This essentially countercurrent flow provides a natural continuous RH gradient in
the air contacting the tobacco because the air is progressively dehydrated as it moves
downward through the tiers of tobacco undergoing the reordering process. By judicious
selection of conveyor belt speed, air and tobacco flow rates, and control of entering
air temperature and RH, conditions like those used in batch laboratory ramped reordering
experiments can be approximated on a continuous basis. For reordering approximately
150 lb/hr of 3% OV expanded tobacco, belt speeds which provide from about 40 minutes
to about 80 minutes residence time and air conditions of from about 75°F to about
95°F with entrance relative humidities of from about 61% to about 64% at air flows
of from about 1000 cubic feet per minute (CFM) to about 2500 CFM have been found to
provide full reordering without significant CV loss or measurable breakage of the
tobacco using the modified Frigoscandia GCP 42 spiral unit.
[0032] Devices for recording relative humidity over time such as Model 29-03 RH/Temperature
recorder (manufactured by Rustrak Instruments Co. of E. Greenwich, RI), have been
run through the Frigoscandia unit while reordering tobacco. These devices have shown
a steady increase in air relative humidity as the device is conveyed up the spiral
stack, with initial RH recordings of from about 35% to about 45% at the bottom of
the stack, where tobacco is driest, to about 62% at the top of the stack, where the
tobacco is most fully reordered.
[0033] FIG. 6 is a typical curve of RH versus time obtained with the Rustrak unit. The percent
RH of the air adjacent to the tobacco bed versus time is shown in FIG. 6. Tobacco
with an initial OV of about 3% entered the spiral reordering unit and was contacted
with air having an RH of about 43% (Point A of FIG. 6). FIG. 6 shows that as the tobacco
progressed through the spiral reordering unit, the RH of the air adjacent to the tobacco
increased from about 43% to about 62% at the exit of the unit (Point B of FIG. 6).
The tobacco had an OV of about 11% upon exiting the spiral reordering unit. The RH
of the air entering the spiral reordering unit was controlled to yield reordered tobacco
with no significant loss of CV.
[0034] Other means of providing ramped RH air, such as the unit shown in FIG. 4, may also
be used to carry out this invention on a continuous basis. Referring to FIG. 4, tobacco
enters the unit at the tobacco inlet 40 on conveyor 43, and exits at the tobacco exit
41. Air with steadily increasing relative humidity is blown, either up flow or down
flow, through the tobacco bed 42 in a multiplicity of zones 44 to reproduce the effect
of ramping in the apparatus of FIG. 2. This ramping effect could be accomplished by
moving air from a single source in a serpentine fashion from the right to left in
FIG. 4, providing essentially countercurrent air flow to the direction of tobacco
movement. Thus, air exiting a given zone would become the inlet air to the adjacent
one on its left.

*Dataset extract*.
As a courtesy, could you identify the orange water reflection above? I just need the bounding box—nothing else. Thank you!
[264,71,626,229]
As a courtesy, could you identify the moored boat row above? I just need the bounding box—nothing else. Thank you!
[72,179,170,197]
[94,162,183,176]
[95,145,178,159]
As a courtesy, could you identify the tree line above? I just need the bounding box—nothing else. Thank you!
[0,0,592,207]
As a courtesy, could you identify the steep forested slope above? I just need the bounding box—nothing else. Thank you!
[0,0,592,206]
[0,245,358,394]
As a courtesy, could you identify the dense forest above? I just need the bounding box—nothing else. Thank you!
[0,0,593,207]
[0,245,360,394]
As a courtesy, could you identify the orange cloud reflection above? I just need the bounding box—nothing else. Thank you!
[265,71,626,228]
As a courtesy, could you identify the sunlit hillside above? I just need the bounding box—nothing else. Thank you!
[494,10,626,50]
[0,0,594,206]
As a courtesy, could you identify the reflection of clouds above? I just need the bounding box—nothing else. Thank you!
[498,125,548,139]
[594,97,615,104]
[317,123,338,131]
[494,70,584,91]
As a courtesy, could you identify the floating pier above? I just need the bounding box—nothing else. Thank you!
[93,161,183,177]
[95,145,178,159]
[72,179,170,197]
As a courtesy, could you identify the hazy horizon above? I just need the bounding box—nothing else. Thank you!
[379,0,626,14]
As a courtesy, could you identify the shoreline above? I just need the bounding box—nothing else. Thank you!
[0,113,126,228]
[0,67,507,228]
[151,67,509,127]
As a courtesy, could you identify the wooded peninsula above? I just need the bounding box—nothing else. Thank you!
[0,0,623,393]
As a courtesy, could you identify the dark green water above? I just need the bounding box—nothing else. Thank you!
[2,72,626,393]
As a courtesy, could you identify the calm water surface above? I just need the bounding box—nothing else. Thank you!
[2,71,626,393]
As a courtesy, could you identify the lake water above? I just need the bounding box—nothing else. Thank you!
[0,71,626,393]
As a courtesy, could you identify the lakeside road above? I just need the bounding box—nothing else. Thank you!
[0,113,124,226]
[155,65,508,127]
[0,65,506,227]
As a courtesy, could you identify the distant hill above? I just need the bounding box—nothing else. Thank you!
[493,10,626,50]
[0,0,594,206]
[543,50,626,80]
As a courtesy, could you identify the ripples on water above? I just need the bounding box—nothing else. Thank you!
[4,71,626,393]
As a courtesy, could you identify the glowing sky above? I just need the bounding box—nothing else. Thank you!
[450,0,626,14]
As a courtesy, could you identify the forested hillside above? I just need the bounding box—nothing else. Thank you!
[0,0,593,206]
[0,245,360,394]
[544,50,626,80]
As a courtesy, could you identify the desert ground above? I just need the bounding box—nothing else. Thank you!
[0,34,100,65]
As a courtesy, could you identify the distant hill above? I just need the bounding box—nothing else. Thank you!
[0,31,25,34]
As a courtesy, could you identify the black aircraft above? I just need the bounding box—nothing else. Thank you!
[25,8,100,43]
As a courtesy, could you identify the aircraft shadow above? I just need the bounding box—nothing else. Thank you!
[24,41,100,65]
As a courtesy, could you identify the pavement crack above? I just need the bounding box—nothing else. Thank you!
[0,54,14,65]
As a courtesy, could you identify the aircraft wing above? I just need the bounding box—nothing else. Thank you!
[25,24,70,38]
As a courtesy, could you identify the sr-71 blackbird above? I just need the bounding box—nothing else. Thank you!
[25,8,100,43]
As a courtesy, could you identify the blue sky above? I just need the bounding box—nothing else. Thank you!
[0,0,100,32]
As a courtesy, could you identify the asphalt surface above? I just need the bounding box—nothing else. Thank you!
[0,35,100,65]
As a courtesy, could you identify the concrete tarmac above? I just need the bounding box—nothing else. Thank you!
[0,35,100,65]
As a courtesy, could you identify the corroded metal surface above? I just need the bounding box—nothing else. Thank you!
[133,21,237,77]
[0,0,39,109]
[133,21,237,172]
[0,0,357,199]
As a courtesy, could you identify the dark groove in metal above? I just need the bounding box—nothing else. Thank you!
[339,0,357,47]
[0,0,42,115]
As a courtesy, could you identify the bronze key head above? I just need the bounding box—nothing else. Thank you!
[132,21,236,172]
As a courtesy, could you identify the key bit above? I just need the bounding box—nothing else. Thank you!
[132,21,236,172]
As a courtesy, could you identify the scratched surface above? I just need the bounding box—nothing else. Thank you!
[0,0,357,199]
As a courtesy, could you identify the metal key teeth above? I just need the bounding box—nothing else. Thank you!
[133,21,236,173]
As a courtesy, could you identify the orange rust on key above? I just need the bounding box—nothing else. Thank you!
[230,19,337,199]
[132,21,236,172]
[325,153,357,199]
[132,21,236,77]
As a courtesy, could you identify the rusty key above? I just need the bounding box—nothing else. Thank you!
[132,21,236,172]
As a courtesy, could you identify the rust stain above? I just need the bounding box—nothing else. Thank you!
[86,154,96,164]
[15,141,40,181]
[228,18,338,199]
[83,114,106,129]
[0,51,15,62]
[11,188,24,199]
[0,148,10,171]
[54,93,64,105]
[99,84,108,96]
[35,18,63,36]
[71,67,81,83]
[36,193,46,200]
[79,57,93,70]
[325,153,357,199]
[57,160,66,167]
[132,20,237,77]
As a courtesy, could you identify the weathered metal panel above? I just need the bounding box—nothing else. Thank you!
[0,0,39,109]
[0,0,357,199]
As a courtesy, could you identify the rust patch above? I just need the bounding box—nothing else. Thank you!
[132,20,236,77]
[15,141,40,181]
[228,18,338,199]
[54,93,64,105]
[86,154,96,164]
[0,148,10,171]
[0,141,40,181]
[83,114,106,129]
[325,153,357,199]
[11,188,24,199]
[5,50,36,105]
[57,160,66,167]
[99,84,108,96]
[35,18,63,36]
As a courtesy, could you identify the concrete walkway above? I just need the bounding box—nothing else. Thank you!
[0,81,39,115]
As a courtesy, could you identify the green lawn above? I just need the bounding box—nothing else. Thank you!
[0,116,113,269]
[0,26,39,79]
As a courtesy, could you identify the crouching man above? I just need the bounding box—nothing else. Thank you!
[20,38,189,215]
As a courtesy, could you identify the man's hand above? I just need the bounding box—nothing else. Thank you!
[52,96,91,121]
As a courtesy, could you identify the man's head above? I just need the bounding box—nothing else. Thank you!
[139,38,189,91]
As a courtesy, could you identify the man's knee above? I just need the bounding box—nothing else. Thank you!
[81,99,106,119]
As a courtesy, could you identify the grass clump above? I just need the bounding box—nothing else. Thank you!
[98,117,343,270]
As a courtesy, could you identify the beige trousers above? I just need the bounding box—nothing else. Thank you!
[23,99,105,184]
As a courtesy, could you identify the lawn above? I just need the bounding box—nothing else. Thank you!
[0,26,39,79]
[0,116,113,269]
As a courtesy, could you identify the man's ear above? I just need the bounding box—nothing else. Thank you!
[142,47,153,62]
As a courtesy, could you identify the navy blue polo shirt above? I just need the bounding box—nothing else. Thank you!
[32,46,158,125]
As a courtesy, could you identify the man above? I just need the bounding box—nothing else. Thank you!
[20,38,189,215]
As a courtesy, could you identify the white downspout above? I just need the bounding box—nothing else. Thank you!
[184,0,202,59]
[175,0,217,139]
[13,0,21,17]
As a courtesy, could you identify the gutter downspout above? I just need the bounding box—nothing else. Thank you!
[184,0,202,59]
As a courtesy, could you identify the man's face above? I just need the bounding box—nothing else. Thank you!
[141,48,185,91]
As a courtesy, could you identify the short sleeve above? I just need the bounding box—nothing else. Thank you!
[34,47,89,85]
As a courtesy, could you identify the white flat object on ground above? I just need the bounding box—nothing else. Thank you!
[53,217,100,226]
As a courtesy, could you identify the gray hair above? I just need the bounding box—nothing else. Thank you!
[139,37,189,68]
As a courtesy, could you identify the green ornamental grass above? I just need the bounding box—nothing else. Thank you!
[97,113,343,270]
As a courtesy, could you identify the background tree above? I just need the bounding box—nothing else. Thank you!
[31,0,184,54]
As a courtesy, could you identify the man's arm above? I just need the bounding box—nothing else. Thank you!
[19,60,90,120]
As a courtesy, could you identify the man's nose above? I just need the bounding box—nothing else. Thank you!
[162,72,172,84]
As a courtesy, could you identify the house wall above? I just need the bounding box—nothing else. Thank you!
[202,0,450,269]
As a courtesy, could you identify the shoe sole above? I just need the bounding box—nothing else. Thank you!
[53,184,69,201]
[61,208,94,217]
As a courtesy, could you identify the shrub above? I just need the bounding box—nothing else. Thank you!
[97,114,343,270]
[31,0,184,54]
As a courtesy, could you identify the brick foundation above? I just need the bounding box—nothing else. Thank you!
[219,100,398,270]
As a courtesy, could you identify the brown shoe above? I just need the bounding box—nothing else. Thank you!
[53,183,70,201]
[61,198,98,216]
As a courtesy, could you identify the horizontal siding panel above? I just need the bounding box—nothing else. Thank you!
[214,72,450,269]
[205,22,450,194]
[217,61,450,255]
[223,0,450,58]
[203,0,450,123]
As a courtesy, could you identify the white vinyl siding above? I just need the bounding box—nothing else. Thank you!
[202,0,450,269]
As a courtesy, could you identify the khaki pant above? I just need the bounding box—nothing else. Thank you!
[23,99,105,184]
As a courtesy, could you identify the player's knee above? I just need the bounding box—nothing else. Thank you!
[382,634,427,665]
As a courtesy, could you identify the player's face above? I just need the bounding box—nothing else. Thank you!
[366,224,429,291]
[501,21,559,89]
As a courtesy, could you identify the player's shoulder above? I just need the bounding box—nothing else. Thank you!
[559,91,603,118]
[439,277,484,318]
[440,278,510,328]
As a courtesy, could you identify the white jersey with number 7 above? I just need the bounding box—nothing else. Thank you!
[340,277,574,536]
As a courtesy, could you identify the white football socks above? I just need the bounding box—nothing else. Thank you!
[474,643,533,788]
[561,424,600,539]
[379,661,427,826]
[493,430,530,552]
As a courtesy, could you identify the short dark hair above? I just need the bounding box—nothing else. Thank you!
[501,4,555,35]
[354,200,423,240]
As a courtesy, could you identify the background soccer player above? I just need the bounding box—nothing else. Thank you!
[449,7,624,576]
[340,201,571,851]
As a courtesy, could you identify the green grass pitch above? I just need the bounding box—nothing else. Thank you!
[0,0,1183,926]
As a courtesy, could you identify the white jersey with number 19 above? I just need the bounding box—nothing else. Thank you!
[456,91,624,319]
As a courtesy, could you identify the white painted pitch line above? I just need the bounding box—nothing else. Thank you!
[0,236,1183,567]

*Task requirements*.
Continue the excerpt on reordering expanded tobacco with ramped humidity, starting after its last sentence.

*Result of this task*.
[0035] To carry out the process of the present invention, one may treat whole cured tobacco
leaf, tobacco in cut or chopped form, either expanded or non-expanded tobacco or selected
parts of tobacco such as stems or reconstituted tobacco. The process may be applied
to any or all of the above with or without flavorings added. For the specific case
of drying tobacco, it has been found that non-expanded cut filler can be dried continuously,
at essentially ambient temperature, by essentially countercurrent flow through the
modified Frigoscandia self-stacking spiral conveyor from a tobacco moisture content
of about 21% OV to about 15% OV in about one hour. In this case, air entered the top
of the unit at about 85°F and about 58% RH and exited at about 77°F and about 68%
RH. Drying was accomplished with little or no thermal treatment of the tobacco.
[0036] Alternatively, the process of the present invention may be used to dry tobacco having
a temperature significantly above ambient temperature, e.g., tobacco at about 200°F
to about 250°F. When tobacco in this temperature range is dried, the RH and temperature
of the drying air is adjusted to provide appropriate conditions for carrying out the
process of the present invention.
[0037] Analogous to reordering tobacco, it was found that drying was best accomplished in
a minimum amount of time by setting the final air moisture content lower than that
which would be required to bring the tobacco to its desired final air moisture level,
thereby increasing the air-tobacco moisture gradient, and accordingly, the driving
force to bring about the drying. Unlike the reordering process, the final moisture
content of the air stream can be maintained at a level much less than that which would
be in equilibrium with the tobacco at the desired OV level after drying.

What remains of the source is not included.